* About this task:
Print back every record below, exactly as it stands.

*** Data excerpts ***

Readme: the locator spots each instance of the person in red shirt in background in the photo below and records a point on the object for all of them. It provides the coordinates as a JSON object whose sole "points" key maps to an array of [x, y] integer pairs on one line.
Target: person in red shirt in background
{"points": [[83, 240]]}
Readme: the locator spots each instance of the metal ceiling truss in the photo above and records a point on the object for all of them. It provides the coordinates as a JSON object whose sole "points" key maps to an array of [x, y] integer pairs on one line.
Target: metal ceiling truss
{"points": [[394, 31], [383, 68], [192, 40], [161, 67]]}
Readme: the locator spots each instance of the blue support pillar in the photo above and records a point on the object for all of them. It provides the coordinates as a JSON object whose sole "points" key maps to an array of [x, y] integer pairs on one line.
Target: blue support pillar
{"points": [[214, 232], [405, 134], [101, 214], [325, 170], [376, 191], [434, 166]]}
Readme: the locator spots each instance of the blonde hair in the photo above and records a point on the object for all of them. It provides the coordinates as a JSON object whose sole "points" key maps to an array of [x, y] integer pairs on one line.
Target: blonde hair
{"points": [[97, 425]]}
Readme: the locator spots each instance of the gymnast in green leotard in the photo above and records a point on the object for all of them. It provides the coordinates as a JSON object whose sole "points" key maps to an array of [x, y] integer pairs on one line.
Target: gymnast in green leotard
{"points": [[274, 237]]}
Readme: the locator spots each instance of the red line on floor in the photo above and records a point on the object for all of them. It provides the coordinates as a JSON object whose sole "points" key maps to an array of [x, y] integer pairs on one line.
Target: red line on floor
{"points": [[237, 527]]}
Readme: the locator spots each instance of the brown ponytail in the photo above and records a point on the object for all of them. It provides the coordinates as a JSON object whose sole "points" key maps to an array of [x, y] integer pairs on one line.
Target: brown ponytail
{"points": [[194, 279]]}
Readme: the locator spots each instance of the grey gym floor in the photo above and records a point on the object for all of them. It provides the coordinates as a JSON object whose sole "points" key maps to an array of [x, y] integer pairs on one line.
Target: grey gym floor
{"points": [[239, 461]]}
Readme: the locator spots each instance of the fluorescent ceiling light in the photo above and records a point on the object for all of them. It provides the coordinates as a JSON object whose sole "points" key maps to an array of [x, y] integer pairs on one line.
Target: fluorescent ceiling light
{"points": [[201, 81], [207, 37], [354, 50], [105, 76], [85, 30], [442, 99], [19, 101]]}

*** End of Data excerpts ***

* Answer to this exercise:
Readme: the locator spots each instance of the person in red shirt in background in the photo below and records a point on the object for all of them. It provides the coordinates as a JSON object whose sole "points" key maps to an array of [x, y] integer pairs on one line.
Target: person in red shirt in background
{"points": [[83, 240]]}
Readme: the locator spots each instance of the metal ceiling truss in the photo above and records a point on the object for all of them. It provides the coordinates as a JSON object whose sole "points" key maps to an array of [x, y] integer pairs on one line.
Target: metal ceiling truss
{"points": [[394, 31], [383, 68], [192, 40], [161, 67]]}
Readme: the locator spots each instance of the blue support pillar in the photo above and records a point on the object for all of them. It provides the coordinates as a JSON object whose sole "points" key maps to an array of [x, y] integer pairs on one line.
Target: blue support pillar
{"points": [[214, 232], [405, 134], [101, 214], [325, 170], [376, 191], [434, 166]]}
Readme: the locator spots each instance of the blonde hair in the photo above and records a point on the object for all of them. It provides the coordinates as a JSON object whose sole "points" key maps to an array of [x, y] integer pairs on one line.
Target: blonde hair
{"points": [[97, 425]]}
Readme: the locator spots each instance of the gymnast in green leotard in the photo above and records a point on the object for all of them. It provides the coordinates as a JSON object whose sole "points" key maps to an array of [x, y] integer pairs on one line.
Target: gymnast in green leotard
{"points": [[274, 237]]}
Readme: the locator spots each instance of the red line on floor in the photo above and records a point on the object for all of them. It provides the coordinates as a JSON object whose sole "points" key maps to an array of [x, y] integer pairs on one line.
Target: red line on floor
{"points": [[237, 527]]}
Readme: the locator spots each instance of the brown ponytail in the photo above and records a point on the object for all of them. It provides the coordinates as a JSON object whose sole "points" key maps to an array of [x, y] integer pairs on one line.
Target: brown ponytail
{"points": [[194, 279]]}
Readme: the locator spots each instance of the grey gym floor in the photo above and records a point on the object for all of them. It provides the coordinates as a JSON object whose sole "points" key maps to an array of [x, y] integer pairs on one line.
Target: grey gym floor
{"points": [[239, 461]]}
Readme: the locator spots each instance of the fluorescent ceiling light in the photo above and records a point on the object for all of them. It provides the coordinates as a JSON object whose sole "points" key maps to an array of [x, y] integer pairs on one line.
Target: fluorescent ceiling light
{"points": [[201, 81], [207, 37], [354, 50], [105, 76], [85, 30], [442, 99], [19, 101]]}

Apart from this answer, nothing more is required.